Rewrite every line of the material below as a numbered list, leaving out any blank lines.

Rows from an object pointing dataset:
..........

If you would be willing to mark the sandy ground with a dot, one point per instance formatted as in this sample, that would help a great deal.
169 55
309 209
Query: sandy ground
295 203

..........

■ CORRECT RESPONSE:
1. If you would be willing to mark the sandy ground with a dot, one point per instance formatted as in this sample, that would help a great deal.
2. 169 55
3. 309 209
4. Query: sandy ground
5. 295 203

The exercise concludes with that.